ARBEITSAUFTRAG 1
Schreiben Sie den Abschnitt über die gerichtliche Prüfung von Ermessensentscheidungen vollständig und ohne jede Änderung ab.

AUSGEWÄHLTER ABSCHNITT
------------------------------------------------------------
Zum anderen fehlt es an Ausführungen dazu, inwiefern die über den festgestellten Sachverhalt hinaus vom Kläger als aufklärungsbedürftig angesehenen Tatumstände für das FG entscheidungserheblich gewesen wären. Die Entscheidung über die Gewährung oder Versagung von Billigkeitsmaßnahmen nach § 227 der Abgabenordnung (AO 1977) ist eine Ermessens entscheidung, die vom FG nur daraufhin überprüft werden kann, ob die gesetzlichen Grenzen des Ermessens überschritten sind oder von dem Ermessen in einer dem Zweck des Ermessens nicht entsprechenden Weise Gebrauch gemacht ist (§ 102 FGO). Prüfungsgegenstand für die richterliche Kontrolle der Verwaltungsentscheidung auf Ermessensfehler können daher nur diejenigen tatsächlichen Verhältnisse sein, die der Finanzbehörde im Zeitpunkt der letzten Verwaltungsentscheidung -- hier der Beschwerdeentscheidung der Oberfinanzdirektion (OFD) -- bekannt waren oder hätten bekannt sein müssen (ständige Rechtsprechung, Beschluß des BFH vom 13. März 1990 VII S 3/90, BFH/NV 1991, 171 m. w. N.).
------------------------------------------------------------
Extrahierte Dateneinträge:

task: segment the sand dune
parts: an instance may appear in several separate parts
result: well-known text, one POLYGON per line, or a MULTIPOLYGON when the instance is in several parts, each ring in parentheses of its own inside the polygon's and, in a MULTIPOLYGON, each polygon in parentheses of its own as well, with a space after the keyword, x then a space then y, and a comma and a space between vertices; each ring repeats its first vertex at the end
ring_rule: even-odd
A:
------------------------------------------------------------
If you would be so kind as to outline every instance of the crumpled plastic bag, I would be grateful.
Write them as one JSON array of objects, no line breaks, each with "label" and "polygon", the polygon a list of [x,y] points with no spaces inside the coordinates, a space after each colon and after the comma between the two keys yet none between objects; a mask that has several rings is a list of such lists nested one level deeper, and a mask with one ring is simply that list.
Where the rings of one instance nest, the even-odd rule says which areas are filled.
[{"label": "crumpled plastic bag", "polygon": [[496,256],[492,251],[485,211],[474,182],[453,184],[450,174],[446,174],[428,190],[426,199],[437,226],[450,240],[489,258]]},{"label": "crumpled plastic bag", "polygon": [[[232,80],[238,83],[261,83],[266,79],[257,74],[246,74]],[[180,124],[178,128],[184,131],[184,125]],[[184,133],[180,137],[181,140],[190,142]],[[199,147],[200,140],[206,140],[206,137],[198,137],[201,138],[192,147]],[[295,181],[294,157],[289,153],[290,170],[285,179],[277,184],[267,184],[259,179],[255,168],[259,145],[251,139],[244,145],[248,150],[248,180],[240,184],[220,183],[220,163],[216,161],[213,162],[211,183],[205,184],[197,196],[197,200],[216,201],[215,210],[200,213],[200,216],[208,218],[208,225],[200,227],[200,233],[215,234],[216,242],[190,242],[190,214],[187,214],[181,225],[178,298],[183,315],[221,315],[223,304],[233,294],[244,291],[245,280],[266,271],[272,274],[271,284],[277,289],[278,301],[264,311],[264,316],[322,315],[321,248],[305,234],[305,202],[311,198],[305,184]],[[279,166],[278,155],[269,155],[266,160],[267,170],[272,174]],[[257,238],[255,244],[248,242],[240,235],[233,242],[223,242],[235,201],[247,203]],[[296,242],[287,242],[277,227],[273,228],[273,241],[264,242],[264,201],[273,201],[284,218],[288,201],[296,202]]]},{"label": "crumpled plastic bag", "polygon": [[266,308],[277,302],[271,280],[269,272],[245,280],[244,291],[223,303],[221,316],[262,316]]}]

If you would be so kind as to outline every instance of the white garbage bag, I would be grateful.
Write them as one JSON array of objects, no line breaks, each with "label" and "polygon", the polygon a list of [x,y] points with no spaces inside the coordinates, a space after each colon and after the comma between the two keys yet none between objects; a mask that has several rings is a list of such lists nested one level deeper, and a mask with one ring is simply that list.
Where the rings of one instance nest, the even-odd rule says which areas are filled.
------------------------------------------------------------
ARBEITSAUFTRAG 2
Zählen Sie die Zeilen, in denen das Wort „outline“ vorkommt, und nennen Sie nur die Zahl.

RICHTIGE AUSGABE 1
Zum anderen fehlt es an Ausführungen dazu, inwiefern die über den festgestellten Sachverhalt hinaus vom Kläger als aufklärungsbedürftig angesehenen Tatumstände für das FG entscheidungserheblich gewesen wären. Die Entscheidung über die Gewährung oder Versagung von Billigkeitsmaßnahmen nach § 227 der Abgabenordnung (AO 1977) ist eine Ermessens entscheidung, die vom FG nur daraufhin überprüft werden kann, ob die gesetzlichen Grenzen des Ermessens überschritten sind oder von dem Ermessen in einer dem Zweck des Ermessens nicht entsprechenden Weise Gebrauch gemacht ist (§ 102 FGO). Prüfungsgegenstand für die richterliche Kontrolle der Verwaltungsentscheidung auf Ermessensfehler können daher nur diejenigen tatsächlichen Verhältnisse sein, die der Finanzbehörde im Zeitpunkt der letzten Verwaltungsentscheidung -- hier der Beschwerdeentscheidung der Oberfinanzdirektion (OFD) -- bekannt waren oder hätten bekannt sein müssen (ständige Rechtsprechung, Beschluß des BFH vom 13. März 1990 VII S 3/90, BFH/NV 1991, 171 m. w. N.).

RICHTIGE AUSGABE 2
2